# [Written exercise]
Could you convert everything from the line containing "Task: point out the red terracotta" down to the line containing "[[159, 38]]" into a Markdown table with the columns Row and Entry, numbering each row and leaving out any blank lines?

# [Entries provided]

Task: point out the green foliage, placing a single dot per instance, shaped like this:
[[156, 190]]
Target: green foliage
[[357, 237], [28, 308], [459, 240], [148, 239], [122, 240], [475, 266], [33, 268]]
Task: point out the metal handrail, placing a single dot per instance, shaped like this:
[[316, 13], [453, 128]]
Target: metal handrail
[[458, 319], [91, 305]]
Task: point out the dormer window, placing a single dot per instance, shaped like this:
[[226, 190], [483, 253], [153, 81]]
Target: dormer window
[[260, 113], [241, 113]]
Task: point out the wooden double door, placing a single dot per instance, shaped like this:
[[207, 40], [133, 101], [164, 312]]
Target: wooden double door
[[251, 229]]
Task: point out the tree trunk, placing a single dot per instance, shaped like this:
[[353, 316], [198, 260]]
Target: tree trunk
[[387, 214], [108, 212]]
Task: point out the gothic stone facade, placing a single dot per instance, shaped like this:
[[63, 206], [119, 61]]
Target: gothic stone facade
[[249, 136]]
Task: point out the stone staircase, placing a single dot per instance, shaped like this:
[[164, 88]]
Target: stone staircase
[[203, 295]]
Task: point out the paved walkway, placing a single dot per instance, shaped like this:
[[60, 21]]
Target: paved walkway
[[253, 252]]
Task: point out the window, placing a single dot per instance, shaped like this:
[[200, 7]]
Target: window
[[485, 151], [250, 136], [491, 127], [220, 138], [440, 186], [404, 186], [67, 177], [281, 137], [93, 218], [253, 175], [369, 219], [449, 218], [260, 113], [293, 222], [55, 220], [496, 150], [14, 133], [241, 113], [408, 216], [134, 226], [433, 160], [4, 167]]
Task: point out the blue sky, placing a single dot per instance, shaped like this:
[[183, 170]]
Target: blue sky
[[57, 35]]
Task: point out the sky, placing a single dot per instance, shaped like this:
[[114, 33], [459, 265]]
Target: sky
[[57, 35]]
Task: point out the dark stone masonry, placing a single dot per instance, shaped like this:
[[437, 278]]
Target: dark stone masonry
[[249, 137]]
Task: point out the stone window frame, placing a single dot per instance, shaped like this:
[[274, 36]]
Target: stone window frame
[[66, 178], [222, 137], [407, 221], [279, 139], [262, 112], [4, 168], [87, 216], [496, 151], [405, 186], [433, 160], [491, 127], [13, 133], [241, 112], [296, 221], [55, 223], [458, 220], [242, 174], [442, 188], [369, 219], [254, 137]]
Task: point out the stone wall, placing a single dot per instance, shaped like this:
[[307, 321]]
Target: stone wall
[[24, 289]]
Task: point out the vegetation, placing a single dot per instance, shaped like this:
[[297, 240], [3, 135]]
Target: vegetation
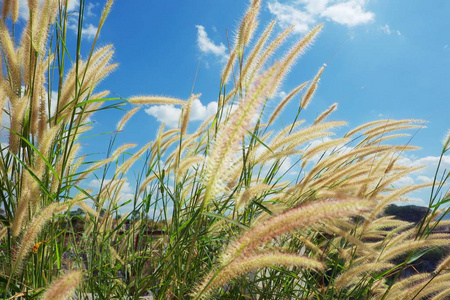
[[214, 214]]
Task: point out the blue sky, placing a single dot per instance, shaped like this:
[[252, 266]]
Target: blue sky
[[386, 59]]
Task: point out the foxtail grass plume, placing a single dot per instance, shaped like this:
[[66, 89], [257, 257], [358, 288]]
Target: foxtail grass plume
[[223, 275], [228, 138], [311, 89], [302, 216], [63, 287]]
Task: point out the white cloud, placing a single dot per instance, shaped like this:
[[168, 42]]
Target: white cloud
[[24, 12], [90, 9], [304, 14], [207, 46], [200, 112], [170, 115], [88, 32], [350, 13], [387, 30], [287, 16]]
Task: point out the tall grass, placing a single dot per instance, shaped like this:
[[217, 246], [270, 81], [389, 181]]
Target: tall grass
[[215, 213]]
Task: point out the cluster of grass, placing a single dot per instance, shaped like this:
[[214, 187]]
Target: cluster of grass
[[214, 213]]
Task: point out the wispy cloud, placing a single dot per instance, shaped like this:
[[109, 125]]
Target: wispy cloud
[[387, 30], [90, 9], [304, 14], [170, 115], [24, 12], [207, 46]]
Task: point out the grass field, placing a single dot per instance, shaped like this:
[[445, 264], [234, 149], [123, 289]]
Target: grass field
[[215, 214]]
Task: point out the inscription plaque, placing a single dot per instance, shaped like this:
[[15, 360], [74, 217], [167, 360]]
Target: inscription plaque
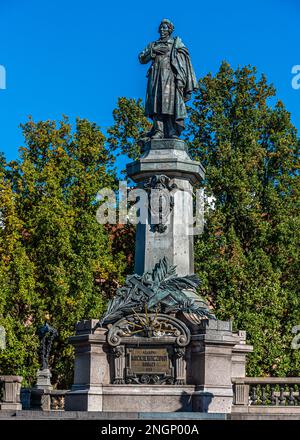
[[147, 364], [149, 360]]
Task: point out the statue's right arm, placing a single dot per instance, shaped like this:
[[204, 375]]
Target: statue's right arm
[[146, 55]]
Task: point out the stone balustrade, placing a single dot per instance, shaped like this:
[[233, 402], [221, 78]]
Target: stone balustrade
[[266, 391], [10, 388]]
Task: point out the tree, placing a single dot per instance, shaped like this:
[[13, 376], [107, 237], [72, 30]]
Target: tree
[[248, 255], [54, 186]]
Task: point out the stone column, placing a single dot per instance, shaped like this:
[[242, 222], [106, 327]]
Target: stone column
[[212, 354], [91, 369], [167, 157], [11, 392]]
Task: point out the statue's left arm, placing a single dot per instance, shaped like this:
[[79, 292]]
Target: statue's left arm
[[185, 75], [146, 55]]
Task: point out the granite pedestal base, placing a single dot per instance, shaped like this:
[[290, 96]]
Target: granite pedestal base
[[213, 356]]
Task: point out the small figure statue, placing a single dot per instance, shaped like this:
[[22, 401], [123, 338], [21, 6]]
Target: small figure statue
[[171, 81], [46, 334]]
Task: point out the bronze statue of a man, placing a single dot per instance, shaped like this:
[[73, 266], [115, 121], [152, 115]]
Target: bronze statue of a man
[[171, 81]]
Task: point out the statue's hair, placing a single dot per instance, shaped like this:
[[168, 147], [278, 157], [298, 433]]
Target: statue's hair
[[171, 26]]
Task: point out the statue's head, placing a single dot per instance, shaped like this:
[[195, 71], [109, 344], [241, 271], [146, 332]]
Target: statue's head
[[166, 27]]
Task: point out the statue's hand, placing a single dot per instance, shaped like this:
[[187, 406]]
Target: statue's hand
[[159, 50]]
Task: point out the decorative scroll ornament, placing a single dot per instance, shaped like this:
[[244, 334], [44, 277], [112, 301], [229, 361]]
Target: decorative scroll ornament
[[162, 288], [161, 201], [149, 326]]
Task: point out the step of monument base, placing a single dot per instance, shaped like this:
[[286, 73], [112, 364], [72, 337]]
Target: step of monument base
[[149, 399]]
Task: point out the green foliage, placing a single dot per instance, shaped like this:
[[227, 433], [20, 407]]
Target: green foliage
[[55, 257], [129, 126], [248, 256]]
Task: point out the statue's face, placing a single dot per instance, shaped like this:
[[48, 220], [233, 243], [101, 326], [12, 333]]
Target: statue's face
[[164, 30]]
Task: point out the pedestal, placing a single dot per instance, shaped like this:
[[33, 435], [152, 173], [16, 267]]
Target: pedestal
[[169, 158], [205, 373]]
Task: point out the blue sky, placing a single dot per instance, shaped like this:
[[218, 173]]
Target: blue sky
[[77, 57]]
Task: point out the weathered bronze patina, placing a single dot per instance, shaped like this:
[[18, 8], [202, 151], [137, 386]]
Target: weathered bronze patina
[[171, 81]]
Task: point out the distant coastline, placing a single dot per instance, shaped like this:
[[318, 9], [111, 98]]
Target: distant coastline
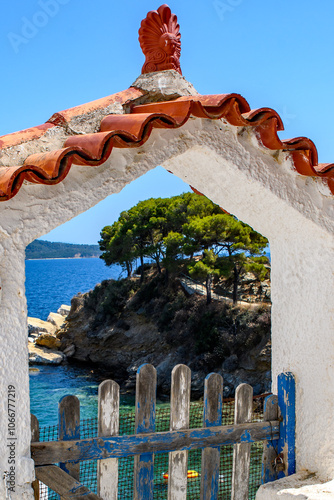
[[65, 258], [41, 249]]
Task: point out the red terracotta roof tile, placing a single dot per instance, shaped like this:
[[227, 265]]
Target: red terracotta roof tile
[[29, 134], [121, 97], [133, 130]]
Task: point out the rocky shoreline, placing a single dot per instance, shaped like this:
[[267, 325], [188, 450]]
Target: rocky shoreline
[[121, 324], [43, 344]]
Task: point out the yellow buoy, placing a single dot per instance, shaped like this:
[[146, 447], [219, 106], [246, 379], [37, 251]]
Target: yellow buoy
[[191, 474]]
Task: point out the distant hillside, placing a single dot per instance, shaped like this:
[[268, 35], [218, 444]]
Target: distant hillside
[[40, 249]]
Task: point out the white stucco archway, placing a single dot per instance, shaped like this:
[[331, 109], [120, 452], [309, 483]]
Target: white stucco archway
[[227, 164]]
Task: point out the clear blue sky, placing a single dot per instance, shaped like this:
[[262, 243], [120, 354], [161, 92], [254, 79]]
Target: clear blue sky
[[276, 54]]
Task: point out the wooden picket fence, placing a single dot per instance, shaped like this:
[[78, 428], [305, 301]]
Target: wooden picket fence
[[277, 431]]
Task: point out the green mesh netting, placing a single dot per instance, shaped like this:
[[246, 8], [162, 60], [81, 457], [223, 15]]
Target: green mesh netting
[[88, 429]]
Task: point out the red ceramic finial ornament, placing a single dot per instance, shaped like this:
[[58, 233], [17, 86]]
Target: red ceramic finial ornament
[[159, 38]]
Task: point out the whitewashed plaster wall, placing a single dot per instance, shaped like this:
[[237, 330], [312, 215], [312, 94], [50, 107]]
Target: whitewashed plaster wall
[[228, 166]]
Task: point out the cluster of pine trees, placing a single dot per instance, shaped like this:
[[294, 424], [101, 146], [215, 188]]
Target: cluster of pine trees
[[168, 230]]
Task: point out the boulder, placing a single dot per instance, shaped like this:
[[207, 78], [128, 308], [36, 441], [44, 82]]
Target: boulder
[[42, 356], [36, 325], [64, 310], [48, 340], [56, 319], [69, 350]]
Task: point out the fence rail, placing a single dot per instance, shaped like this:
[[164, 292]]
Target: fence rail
[[109, 447]]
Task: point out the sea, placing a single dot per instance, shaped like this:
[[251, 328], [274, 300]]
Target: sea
[[49, 284]]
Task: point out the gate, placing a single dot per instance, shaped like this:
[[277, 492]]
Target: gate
[[277, 431]]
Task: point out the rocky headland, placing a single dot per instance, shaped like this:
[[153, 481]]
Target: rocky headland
[[43, 343], [122, 324]]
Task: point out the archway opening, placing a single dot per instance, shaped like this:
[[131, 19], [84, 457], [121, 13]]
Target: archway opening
[[221, 333]]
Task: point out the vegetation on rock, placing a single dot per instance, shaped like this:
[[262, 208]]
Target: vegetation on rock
[[167, 229]]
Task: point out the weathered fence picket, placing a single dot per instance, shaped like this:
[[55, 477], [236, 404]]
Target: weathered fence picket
[[34, 425], [179, 419], [108, 425], [69, 429], [269, 447], [286, 393], [241, 452], [213, 413], [69, 450], [146, 383]]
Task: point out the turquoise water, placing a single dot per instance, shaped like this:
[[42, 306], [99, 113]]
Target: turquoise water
[[53, 282], [50, 283]]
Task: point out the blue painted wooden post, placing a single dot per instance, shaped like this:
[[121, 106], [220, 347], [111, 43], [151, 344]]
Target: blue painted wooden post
[[213, 413], [145, 423], [69, 429], [287, 405], [269, 447]]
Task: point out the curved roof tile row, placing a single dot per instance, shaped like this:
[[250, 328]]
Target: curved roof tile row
[[134, 128]]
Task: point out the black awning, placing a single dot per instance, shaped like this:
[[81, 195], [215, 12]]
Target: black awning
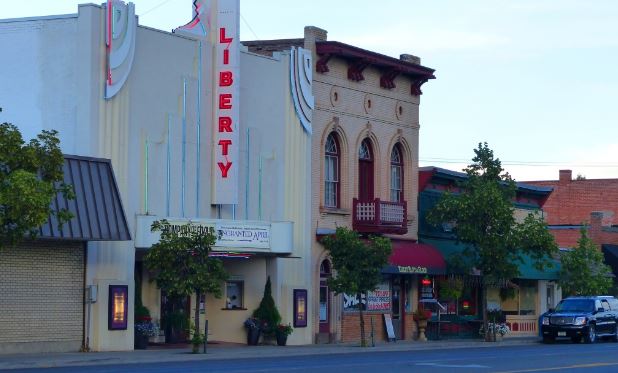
[[97, 210]]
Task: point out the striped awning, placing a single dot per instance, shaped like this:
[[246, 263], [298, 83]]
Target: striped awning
[[97, 209]]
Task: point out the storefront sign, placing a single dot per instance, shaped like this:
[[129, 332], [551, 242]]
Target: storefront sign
[[117, 307], [300, 308], [242, 235], [228, 235], [226, 99], [379, 299], [351, 302], [412, 269]]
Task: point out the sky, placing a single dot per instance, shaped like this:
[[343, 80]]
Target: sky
[[535, 79]]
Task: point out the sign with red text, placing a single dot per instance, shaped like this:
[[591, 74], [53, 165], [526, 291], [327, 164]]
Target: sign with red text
[[226, 99], [379, 299]]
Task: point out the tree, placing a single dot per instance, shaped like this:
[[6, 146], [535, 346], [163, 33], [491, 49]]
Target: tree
[[358, 265], [181, 264], [584, 271], [30, 176], [267, 311], [484, 220]]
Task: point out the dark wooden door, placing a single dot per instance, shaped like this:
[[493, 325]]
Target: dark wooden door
[[324, 308]]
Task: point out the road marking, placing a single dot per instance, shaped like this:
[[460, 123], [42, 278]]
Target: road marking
[[453, 365], [592, 365]]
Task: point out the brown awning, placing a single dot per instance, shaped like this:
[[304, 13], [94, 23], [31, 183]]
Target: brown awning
[[97, 210]]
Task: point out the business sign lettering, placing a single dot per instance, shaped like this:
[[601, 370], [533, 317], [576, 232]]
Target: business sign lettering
[[412, 269], [226, 110]]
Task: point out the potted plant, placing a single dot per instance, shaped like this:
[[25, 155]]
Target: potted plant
[[253, 331], [267, 313], [144, 329], [496, 331], [421, 316], [281, 332]]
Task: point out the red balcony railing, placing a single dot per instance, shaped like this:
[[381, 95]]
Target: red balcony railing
[[379, 216]]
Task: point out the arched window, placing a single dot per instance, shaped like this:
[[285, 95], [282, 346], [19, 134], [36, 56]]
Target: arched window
[[331, 172], [396, 175]]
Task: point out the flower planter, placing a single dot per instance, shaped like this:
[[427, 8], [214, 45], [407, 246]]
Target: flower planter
[[253, 336], [140, 342], [422, 325]]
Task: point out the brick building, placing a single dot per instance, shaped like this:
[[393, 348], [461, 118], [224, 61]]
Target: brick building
[[571, 203]]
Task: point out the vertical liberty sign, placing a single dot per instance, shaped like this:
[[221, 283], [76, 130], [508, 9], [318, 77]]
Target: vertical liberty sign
[[225, 30]]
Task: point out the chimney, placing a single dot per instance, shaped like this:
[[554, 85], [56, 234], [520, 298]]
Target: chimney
[[566, 176], [410, 58], [313, 34]]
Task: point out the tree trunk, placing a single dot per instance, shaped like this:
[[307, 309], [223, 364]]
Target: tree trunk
[[197, 311], [362, 321]]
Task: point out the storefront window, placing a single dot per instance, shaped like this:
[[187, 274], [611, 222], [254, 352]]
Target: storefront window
[[234, 294], [527, 298], [468, 303]]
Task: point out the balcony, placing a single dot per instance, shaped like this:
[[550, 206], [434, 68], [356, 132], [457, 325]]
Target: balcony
[[379, 217]]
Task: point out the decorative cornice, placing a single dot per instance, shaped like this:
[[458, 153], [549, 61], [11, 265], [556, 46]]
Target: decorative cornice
[[358, 59]]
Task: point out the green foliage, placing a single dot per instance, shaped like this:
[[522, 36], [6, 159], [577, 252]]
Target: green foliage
[[450, 288], [358, 264], [180, 261], [267, 312], [584, 271], [484, 220], [30, 176], [181, 265]]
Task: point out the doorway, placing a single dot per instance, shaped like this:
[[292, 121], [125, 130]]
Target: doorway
[[365, 172], [324, 303], [397, 301]]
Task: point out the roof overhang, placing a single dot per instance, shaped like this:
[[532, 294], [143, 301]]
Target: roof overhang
[[98, 214]]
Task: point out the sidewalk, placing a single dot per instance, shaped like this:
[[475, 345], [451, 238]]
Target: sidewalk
[[232, 351]]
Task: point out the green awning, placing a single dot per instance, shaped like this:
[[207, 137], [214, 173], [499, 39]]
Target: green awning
[[527, 269]]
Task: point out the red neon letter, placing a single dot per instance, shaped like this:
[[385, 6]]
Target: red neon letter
[[222, 38], [225, 124], [225, 78], [225, 101], [224, 168]]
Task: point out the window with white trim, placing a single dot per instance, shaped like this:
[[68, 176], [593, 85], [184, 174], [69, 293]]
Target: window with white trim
[[396, 175], [331, 172]]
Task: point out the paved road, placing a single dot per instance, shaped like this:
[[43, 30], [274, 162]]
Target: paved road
[[563, 357]]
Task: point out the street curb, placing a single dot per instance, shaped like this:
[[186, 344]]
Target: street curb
[[29, 361]]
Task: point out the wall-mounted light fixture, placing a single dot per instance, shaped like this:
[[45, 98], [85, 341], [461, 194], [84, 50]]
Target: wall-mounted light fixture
[[300, 308]]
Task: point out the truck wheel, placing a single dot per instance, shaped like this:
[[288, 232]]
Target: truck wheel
[[591, 336]]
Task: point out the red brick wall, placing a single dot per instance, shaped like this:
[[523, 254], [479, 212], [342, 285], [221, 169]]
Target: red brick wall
[[566, 237], [572, 202]]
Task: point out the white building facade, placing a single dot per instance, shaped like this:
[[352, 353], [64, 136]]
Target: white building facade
[[197, 129]]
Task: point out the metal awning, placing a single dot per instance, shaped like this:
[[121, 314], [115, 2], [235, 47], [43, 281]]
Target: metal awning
[[97, 209], [409, 257]]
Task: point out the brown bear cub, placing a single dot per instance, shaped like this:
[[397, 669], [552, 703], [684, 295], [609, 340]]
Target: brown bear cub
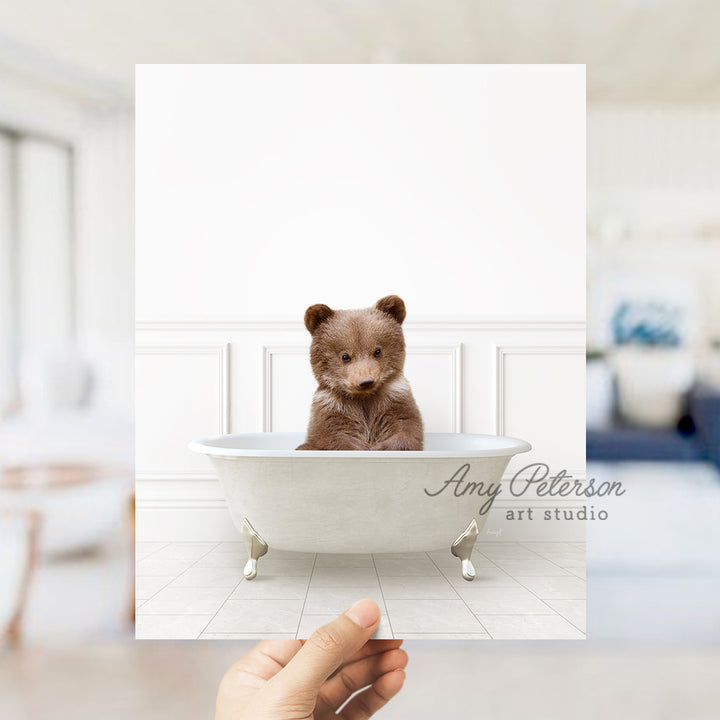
[[363, 401]]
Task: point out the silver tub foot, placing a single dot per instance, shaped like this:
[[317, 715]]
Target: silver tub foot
[[462, 548], [256, 548]]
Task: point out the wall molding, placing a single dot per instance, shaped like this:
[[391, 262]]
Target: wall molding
[[223, 357], [457, 322], [503, 351], [455, 353], [267, 357]]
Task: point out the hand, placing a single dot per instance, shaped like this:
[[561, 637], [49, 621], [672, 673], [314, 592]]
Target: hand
[[312, 679]]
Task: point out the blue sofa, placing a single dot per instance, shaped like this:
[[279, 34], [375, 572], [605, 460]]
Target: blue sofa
[[697, 436]]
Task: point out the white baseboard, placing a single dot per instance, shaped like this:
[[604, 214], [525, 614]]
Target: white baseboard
[[209, 521]]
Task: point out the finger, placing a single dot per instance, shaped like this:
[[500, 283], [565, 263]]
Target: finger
[[328, 648], [351, 678], [374, 647], [263, 662], [369, 701]]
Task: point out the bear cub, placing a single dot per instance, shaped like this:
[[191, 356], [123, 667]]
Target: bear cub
[[363, 401]]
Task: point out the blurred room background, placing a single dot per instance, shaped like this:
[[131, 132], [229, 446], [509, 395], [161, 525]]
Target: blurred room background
[[66, 344]]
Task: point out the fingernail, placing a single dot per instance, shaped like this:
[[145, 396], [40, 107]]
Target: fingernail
[[364, 613]]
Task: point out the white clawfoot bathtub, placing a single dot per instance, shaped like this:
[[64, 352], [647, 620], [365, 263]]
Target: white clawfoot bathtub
[[359, 501]]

# [Solution to the exercise]
| Row | Entry |
|---|---|
| 1 | Task: point out the red terracotta roof tile, placing a single dot per instance, shaped like this: |
| 2 | [[227, 265]] |
| 3 | Target: red terracotta roof tile |
| 4 | [[29, 134], [121, 97], [133, 130]] |
| 5 | Task: point out the rocky shoreline, placing a single dot per instance, shaped like this: |
| 6 | [[267, 325], [188, 450]] |
| 7 | Target: rocky shoreline |
| 8 | [[121, 324], [43, 344]] |
| 9 | Task: point out the yellow buoy, placing a single dot per instance, shaped like this: |
| 10 | [[146, 447], [219, 106], [246, 379], [37, 251]] |
| 11 | Target: yellow buoy |
| 12 | [[191, 474]] |
| 13 | Task: point out the distant hillside, placing a single dot per instance, shaped like this: |
| 14 | [[268, 35], [218, 444]] |
| 15 | Target: distant hillside |
| 16 | [[40, 249]] |
| 17 | Task: point out the white stucco archway, placing a single dot per instance, shaped like this: |
| 18 | [[331, 109], [120, 452], [309, 483]] |
| 19 | Target: white stucco archway |
| 20 | [[227, 164]] |
| 21 | Task: point out the clear blue sky, placing a single dot per instance, shaped like this: |
| 22 | [[262, 243], [120, 354], [161, 92], [254, 79]] |
| 23 | Target: clear blue sky |
| 24 | [[276, 54]] |
| 25 | Task: point out the wooden picket fence, placing a single dot per instance, shaped like this: |
| 26 | [[78, 428], [305, 301]] |
| 27 | Target: wooden picket fence |
| 28 | [[277, 431]] |
| 29 | Task: point out the green mesh netting, placing a single dot per instance, shaped like this: |
| 30 | [[246, 8], [162, 60], [81, 457], [223, 15]] |
| 31 | Target: green mesh netting |
| 32 | [[88, 429]] |
| 33 | Task: point out the red ceramic finial ornament, placing a single dot per instance, shaped like this: |
| 34 | [[58, 233], [17, 86]] |
| 35 | Target: red ceramic finial ornament |
| 36 | [[159, 38]] |